_TEXT PASSAGE_
>> Start

Today, we've only been talking about your work in images. We know that you're also a singer, songwriter and jazz musician... Do you consider these activities to be parallel careers?

No, they're not really careers. Because if I'd been a careerist, my path would have been different. For me, having a career is a political choice. I know musicians with a careerist mindset: they live the life of a politician, where every decision is carefully calculated, where there are no gratuitous or disinterested acts. Their existence is like a curve, with a starting point, an evolution and an ending point. In such cases, the career resembles a prison, reflecting the vanity of power. I, on the other hand, am motivated by life and by music in all its richness and diversity. That's why I've never stopped at a single discipline. I'm fascinated by the idea of giving a trio concert one day and a big orchestra concert the next, or recording with Stéphane Grappelli, Charles Aznavour or Jessé Norman. In any case, the main thing is to always remain a beginner. One of the most beautiful moments in life is when you're discovering and learning. When you become too skilled, your spontaneity disappears and you're no longer afraid of anything. I hope never to become what is coldly called a "great professional". Throughout my career, I've wanted to diversify my musical pleasures and remain an eternal beginner, without ever thinking in terms of a "career". As Stravinsky said: "We insomniacs are always looking for a fresh place on the pillow". For forty years now, I've been constantly searching for that famous spot!

>> End

_RAW RECORDS_
>> Start

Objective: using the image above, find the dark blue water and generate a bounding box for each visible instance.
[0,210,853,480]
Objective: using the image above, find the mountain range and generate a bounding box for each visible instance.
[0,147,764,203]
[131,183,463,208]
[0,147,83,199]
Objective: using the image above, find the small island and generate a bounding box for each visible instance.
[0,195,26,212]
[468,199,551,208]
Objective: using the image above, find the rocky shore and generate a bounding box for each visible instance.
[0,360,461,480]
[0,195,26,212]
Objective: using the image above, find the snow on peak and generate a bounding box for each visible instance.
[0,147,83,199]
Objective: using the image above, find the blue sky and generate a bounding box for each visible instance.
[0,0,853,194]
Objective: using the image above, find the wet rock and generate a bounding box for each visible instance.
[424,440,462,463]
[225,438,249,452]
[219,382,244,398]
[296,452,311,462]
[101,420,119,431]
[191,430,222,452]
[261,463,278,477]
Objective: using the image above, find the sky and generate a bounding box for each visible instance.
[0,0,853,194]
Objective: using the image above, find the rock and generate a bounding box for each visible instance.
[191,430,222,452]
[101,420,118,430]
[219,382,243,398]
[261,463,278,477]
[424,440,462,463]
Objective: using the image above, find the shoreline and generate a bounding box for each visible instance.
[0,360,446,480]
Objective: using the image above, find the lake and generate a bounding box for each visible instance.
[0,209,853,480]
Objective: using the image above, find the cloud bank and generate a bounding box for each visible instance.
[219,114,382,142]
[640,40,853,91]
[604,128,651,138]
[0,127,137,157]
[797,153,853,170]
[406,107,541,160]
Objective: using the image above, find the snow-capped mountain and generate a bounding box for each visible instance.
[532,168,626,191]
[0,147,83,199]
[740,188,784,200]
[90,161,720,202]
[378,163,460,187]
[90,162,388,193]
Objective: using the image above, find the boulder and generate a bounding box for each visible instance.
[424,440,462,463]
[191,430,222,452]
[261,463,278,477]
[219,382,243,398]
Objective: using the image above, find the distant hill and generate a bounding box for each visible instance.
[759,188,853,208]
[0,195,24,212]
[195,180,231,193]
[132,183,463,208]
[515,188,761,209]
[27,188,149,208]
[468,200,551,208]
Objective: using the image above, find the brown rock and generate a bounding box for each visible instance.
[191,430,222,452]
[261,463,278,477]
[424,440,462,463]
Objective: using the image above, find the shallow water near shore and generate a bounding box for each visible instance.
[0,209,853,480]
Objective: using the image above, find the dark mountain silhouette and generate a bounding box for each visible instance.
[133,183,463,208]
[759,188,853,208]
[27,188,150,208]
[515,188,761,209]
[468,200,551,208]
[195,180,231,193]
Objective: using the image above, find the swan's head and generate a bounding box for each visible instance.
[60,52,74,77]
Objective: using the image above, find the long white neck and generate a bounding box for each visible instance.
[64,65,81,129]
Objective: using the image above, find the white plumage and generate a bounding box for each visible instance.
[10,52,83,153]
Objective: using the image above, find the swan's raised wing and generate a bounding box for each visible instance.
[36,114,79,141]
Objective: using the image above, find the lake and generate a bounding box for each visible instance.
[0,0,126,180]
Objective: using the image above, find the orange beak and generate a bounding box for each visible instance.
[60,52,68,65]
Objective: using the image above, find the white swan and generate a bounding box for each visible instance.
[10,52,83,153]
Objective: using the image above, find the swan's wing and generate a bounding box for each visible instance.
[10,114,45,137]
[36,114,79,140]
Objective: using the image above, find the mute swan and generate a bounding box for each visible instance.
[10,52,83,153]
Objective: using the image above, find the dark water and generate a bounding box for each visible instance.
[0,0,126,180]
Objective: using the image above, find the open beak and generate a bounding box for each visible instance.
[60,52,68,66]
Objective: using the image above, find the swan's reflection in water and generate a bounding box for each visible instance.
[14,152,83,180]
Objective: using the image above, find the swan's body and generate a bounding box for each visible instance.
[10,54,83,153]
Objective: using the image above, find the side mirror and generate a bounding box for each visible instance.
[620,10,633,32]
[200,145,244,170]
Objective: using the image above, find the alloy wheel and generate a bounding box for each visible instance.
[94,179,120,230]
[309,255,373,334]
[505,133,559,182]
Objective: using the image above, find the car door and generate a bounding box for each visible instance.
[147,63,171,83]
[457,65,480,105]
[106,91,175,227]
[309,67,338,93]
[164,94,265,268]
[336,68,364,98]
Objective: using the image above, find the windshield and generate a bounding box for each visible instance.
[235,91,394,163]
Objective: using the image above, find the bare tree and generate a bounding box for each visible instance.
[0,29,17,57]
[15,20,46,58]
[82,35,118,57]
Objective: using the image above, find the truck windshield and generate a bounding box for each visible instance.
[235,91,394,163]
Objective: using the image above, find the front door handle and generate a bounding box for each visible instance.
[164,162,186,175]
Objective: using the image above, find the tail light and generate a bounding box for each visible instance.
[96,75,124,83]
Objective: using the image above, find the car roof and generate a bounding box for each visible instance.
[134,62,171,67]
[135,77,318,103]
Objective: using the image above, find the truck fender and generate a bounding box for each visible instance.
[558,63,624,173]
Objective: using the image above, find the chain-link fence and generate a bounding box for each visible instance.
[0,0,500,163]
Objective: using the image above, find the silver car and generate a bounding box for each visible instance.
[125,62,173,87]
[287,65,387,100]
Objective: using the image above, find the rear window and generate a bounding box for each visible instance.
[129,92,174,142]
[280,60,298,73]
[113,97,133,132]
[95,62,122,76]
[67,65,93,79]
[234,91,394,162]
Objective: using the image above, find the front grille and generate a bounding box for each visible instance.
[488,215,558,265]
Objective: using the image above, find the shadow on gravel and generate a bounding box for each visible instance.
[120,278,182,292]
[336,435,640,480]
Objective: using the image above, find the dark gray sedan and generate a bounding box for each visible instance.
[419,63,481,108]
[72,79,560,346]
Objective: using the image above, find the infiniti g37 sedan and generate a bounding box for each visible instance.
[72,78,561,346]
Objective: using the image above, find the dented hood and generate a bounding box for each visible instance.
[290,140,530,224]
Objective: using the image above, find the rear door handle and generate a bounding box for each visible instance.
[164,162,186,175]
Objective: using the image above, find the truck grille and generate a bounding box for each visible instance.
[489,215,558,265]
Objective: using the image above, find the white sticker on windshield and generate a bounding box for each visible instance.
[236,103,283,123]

>> End

_THE REQUEST_
Say whether each statement below agrees with the interview, answering yes or no and quoting the words from the interview that decide it. (a) The speaker considers the work as a singer, songwriter and jazz musician to be parallel careers. (b) The speaker says the main thing is to always remain a beginner. (c) The speaker says that becoming too skilled makes a person more spontaneous.

_TASK ANSWER_
(a) No: "No, they're not really careers."
(b) Yes: "In any case, the main thing is to always remain a beginner."
(c) No: "When you become too skilled, your spontaneity disappears"